__YOUR GOAL__: Reproduce everything from "Note: for every instance of the distant motorboat, put" down to the end of the data, substituting "speedboat" for each occurrence of "motorboat" and leaving all else unchanged.

[Location annotation dataset excerpts]
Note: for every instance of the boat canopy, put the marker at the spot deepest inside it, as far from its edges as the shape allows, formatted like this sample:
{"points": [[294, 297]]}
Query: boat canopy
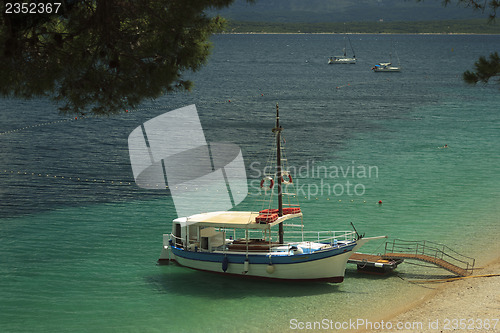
{"points": [[231, 219]]}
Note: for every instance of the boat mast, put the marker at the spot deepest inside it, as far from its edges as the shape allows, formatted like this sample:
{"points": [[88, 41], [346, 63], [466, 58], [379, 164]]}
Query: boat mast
{"points": [[278, 130]]}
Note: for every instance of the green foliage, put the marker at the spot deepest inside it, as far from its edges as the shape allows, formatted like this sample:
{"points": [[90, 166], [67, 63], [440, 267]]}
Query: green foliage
{"points": [[481, 5], [485, 70], [103, 56]]}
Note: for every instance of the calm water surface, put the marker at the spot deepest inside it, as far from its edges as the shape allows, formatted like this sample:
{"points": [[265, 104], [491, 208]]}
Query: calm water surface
{"points": [[79, 241]]}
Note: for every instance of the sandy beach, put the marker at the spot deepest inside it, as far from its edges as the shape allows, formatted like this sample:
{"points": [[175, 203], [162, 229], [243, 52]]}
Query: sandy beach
{"points": [[466, 305]]}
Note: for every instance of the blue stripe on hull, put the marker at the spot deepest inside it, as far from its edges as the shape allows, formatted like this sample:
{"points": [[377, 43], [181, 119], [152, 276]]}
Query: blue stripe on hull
{"points": [[239, 258]]}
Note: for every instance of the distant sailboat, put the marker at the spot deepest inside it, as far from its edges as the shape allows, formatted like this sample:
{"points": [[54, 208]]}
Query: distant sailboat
{"points": [[344, 59]]}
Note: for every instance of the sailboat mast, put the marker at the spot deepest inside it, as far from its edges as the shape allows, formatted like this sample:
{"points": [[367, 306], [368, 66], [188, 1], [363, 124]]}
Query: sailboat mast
{"points": [[278, 130]]}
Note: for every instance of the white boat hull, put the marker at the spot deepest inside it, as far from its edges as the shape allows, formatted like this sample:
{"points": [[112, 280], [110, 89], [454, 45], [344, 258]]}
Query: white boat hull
{"points": [[315, 266]]}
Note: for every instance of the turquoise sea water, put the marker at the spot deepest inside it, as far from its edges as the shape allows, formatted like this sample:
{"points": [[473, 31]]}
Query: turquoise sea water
{"points": [[79, 241]]}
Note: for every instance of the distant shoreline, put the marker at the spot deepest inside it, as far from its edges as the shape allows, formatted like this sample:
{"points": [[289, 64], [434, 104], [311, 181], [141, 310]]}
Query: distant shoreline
{"points": [[358, 33], [452, 27]]}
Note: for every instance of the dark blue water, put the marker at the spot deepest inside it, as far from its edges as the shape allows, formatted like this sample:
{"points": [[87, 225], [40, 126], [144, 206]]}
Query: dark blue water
{"points": [[79, 241]]}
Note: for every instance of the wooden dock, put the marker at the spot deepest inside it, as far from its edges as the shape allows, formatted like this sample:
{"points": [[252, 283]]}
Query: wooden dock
{"points": [[430, 252], [422, 257], [398, 250], [373, 264]]}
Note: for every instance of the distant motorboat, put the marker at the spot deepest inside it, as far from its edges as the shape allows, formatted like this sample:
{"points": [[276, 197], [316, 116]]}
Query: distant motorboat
{"points": [[386, 67]]}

__TASK SOLUTION__:
Note: for every instance of the distant speedboat, put the marker at the spot deepest inside it, as far from its edges as the shape allows, formatted like this sample:
{"points": [[276, 197], [316, 116]]}
Query: distant speedboat
{"points": [[386, 67]]}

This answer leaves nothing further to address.